**Records of labeled points**
☆ ☆ ☆ ☆
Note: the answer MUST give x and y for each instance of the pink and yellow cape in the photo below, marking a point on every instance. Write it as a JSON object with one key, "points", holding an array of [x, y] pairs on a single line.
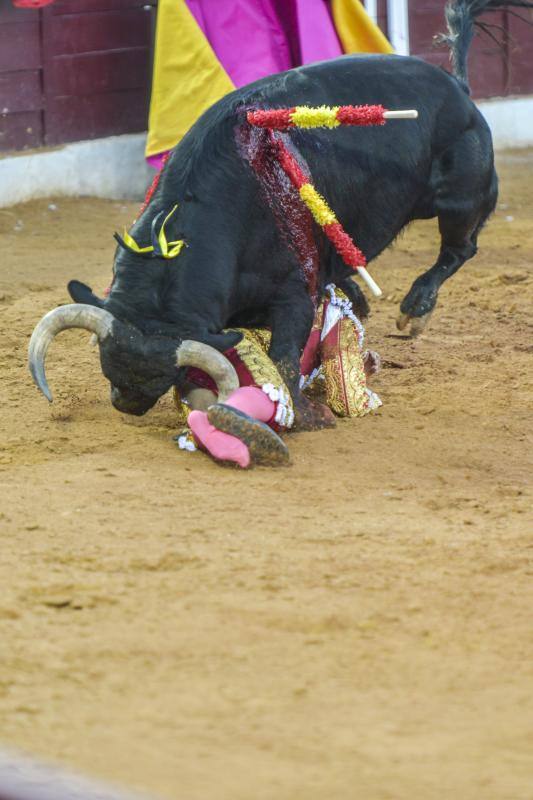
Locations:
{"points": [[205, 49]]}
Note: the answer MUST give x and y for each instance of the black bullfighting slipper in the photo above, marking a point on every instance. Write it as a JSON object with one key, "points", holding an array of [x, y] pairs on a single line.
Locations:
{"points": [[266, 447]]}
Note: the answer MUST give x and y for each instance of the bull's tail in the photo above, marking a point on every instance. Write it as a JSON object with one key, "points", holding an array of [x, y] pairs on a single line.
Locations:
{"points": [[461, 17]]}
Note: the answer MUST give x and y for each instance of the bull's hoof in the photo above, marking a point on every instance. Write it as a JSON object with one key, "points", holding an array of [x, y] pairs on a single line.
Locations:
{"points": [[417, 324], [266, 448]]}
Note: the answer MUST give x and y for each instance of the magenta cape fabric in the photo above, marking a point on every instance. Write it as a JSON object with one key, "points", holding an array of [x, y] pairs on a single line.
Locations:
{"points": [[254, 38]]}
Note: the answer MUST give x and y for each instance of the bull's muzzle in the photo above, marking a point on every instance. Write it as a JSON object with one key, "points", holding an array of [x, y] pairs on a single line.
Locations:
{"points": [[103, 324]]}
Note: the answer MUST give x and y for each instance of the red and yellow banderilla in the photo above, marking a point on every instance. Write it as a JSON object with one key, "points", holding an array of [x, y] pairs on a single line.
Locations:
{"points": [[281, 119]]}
☆ ☆ ☆ ☆
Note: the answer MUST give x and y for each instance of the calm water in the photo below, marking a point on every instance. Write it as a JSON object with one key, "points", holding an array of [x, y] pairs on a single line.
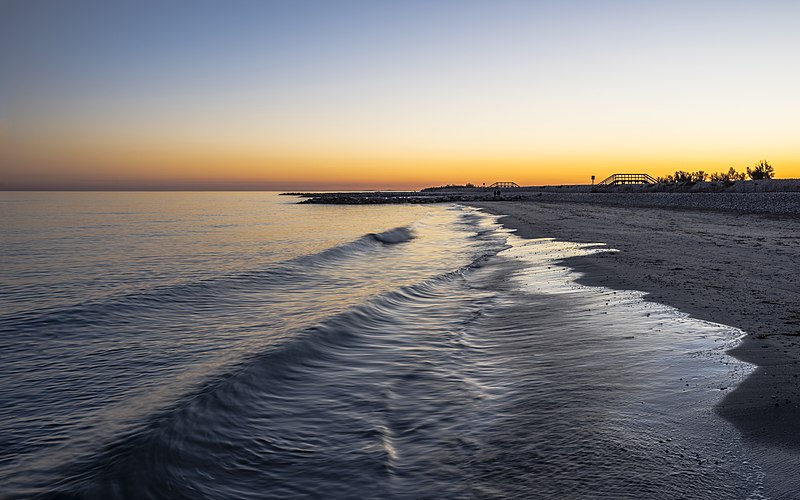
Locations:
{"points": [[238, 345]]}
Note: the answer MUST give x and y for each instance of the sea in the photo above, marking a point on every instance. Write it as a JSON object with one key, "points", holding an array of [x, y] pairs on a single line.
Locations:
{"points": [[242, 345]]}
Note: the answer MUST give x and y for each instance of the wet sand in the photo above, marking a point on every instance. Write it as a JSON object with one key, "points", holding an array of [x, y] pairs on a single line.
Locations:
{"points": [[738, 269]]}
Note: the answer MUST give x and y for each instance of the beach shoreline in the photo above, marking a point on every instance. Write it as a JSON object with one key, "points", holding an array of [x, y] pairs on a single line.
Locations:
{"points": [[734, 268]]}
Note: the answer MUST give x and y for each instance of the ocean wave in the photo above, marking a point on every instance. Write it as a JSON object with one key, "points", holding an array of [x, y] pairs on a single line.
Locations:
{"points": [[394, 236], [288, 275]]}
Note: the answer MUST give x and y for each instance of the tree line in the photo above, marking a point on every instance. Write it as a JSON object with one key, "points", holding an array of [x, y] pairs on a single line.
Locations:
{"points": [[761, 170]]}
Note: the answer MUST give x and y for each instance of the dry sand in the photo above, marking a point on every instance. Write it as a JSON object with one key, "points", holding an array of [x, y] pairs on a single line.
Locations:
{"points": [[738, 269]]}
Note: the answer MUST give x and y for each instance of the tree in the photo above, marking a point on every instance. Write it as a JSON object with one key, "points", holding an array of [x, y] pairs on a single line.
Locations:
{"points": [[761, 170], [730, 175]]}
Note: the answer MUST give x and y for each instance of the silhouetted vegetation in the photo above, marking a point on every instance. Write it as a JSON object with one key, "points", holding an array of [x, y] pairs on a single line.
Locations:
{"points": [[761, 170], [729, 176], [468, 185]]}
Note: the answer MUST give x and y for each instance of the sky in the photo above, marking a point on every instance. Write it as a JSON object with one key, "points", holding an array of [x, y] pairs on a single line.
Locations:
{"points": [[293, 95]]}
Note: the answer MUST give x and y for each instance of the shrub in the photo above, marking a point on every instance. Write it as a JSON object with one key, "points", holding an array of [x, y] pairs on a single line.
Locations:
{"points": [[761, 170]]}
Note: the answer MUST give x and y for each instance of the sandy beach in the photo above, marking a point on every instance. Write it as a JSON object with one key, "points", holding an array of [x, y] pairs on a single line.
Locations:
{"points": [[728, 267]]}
☆ ☆ ☆ ☆
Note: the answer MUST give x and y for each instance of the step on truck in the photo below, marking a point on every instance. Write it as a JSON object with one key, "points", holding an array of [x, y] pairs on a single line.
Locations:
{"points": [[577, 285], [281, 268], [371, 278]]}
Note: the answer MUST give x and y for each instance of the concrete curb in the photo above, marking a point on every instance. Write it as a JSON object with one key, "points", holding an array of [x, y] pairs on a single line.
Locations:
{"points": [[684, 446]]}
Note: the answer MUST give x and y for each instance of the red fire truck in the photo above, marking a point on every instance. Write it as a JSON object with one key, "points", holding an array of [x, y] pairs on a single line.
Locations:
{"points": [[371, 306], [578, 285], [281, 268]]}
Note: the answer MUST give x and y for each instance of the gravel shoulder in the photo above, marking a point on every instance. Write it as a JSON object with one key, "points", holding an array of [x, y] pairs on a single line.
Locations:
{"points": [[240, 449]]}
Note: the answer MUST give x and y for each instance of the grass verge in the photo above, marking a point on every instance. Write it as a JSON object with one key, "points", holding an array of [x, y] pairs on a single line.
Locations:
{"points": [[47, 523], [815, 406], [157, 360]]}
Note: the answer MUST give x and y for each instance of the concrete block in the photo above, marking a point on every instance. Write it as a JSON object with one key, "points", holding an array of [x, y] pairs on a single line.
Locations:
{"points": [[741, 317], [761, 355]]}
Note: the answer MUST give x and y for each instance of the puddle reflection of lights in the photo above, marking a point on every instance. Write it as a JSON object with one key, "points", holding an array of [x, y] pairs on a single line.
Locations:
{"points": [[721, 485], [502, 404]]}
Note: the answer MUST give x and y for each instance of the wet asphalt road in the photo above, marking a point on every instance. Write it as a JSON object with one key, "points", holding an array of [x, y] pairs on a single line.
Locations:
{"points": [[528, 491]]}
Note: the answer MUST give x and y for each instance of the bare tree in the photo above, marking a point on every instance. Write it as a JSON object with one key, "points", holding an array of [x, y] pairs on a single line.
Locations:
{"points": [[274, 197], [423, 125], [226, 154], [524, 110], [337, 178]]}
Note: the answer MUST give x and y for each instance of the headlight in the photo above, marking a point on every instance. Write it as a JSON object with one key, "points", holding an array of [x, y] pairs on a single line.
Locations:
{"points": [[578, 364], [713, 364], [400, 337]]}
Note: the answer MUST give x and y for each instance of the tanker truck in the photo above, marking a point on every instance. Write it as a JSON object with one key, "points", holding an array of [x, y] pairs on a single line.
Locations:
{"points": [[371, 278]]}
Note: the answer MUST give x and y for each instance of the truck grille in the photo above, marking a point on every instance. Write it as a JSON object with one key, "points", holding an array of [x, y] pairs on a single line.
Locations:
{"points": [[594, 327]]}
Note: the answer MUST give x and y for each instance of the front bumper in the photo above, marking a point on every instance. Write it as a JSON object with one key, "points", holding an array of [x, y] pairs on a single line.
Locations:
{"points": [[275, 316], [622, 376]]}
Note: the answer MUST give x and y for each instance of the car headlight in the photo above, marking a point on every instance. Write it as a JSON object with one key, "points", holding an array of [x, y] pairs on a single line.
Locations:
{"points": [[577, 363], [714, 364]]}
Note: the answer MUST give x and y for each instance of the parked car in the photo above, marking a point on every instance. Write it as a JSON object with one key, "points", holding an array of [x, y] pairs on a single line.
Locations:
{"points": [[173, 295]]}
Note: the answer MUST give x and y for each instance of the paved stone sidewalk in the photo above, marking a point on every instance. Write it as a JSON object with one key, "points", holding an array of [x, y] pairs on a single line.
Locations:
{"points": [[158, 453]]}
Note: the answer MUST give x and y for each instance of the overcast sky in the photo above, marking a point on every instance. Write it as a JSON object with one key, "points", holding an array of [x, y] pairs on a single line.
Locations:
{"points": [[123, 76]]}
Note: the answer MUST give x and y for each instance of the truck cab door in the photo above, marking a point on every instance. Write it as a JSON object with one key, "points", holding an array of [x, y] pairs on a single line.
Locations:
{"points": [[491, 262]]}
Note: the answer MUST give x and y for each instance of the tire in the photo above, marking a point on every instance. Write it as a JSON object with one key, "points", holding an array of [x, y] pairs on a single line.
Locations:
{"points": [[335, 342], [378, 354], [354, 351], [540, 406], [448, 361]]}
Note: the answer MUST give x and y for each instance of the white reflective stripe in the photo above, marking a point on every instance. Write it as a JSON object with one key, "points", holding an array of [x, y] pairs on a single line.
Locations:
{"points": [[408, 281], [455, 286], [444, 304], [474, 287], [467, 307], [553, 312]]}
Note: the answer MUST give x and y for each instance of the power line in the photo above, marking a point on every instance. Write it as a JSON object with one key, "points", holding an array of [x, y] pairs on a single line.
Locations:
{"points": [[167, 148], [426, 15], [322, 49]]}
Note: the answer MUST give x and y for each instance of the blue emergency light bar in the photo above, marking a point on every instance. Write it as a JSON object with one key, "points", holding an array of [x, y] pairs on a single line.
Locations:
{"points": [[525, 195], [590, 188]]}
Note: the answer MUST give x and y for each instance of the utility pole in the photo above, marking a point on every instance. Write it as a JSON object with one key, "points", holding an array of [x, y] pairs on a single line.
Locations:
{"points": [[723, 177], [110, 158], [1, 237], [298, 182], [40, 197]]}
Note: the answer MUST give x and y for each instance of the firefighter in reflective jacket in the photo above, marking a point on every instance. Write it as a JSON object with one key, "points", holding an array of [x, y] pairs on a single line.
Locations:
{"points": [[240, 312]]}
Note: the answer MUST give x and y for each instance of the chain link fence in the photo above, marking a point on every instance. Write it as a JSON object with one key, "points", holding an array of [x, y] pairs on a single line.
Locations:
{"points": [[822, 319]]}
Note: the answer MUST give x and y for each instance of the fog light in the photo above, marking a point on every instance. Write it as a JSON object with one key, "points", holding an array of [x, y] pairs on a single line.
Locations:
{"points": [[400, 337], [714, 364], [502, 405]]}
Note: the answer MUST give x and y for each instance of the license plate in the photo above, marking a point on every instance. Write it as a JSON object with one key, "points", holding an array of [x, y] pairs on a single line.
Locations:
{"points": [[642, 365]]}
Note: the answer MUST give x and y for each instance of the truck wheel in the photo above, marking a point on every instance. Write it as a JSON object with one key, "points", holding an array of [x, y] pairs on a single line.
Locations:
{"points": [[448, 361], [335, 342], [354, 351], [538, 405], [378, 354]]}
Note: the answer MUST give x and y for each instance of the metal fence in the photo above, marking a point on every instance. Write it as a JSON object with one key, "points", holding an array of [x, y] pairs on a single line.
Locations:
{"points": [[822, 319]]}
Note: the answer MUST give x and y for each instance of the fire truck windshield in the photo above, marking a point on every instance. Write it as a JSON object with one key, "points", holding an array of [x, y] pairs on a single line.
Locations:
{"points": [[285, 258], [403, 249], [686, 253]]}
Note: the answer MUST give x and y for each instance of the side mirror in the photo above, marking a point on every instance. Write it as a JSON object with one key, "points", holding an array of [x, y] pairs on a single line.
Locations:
☆ ☆ ☆ ☆
**WHAT NEEDS TO BE DONE**
Collect every row above that contains the string "tanker", and reproduce each one in full. Letter case is significant.

**THE SOLUTION**
Note: the answer MUST give x and y for each instance of the tanker truck in the photo above, marking a point on every instance. Write it as a JSON object with one key, "points", holding an array of [x, y] pairs on a single line.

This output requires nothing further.